Some local teachers are drawing national attention for the way they keep kids in school.
Out-of-state educators hope to take home what's working for freshman in Amarillo.
Caprock High ninth grader Addison Mccauley is back on track with his grades. "I'm passing now. I have an 80 in all my classes." Passing thanks to teachers and counselors who keep a close eye on 580 freshman, and tackle their weaknesses right away.
"Once a week we're gonna check in, we're gonna say are they passing their classes, how are they doing in your class?" says counselor Tracey Morman.
When Addison wasn't doing so well in biology, this team ordered one on one teacher time during the school day for him to catch up on assignments.
"He'd tell me what I'm missing and what grades they are and what I need to do and finish those and to correct those papers."
"They know that we care about them and dropping out is not an option and we get them into the mindset that they will graduate. They are gonna go to college," Morman adds.

Recorded information ->
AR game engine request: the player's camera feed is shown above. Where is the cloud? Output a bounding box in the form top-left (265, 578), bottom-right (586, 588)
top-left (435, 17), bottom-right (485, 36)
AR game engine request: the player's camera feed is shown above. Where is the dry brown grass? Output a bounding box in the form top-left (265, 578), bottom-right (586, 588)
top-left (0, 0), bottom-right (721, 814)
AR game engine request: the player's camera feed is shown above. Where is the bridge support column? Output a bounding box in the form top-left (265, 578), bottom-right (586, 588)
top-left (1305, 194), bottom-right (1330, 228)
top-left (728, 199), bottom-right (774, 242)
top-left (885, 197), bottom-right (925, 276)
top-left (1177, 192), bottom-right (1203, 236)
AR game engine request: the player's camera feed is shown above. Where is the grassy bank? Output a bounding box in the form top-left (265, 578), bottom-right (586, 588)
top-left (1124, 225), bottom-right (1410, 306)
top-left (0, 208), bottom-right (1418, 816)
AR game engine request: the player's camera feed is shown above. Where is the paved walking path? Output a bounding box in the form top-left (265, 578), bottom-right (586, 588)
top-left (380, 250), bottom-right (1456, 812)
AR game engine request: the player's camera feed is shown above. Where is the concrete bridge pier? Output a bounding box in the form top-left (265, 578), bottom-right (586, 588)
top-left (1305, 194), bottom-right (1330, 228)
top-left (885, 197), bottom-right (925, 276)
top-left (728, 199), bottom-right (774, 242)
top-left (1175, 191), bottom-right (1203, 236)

Activity list ->
a: According to the news text about Caprock High, how often do the teachers and counselors check on whether freshmen are passing their classes?
b: Write out the passage of the news text about Caprock High from "Some local teachers" to "weaknesses right away.".
Rely only on the news text about Caprock High.

Solutions to each task ->
a: Once a week.

b:
Some local teachers are drawing national attention for the way they keep kids in school.
Out-of-state educators hope to take home what's working for freshman in Amarillo.
Caprock High ninth grader Addison Mccauley is back on track with his grades. "I'm passing now. I have an 80 in all my classes." Passing thanks to teachers and counselors who keep a close eye on 580 freshman, and tackle their weaknesses right away.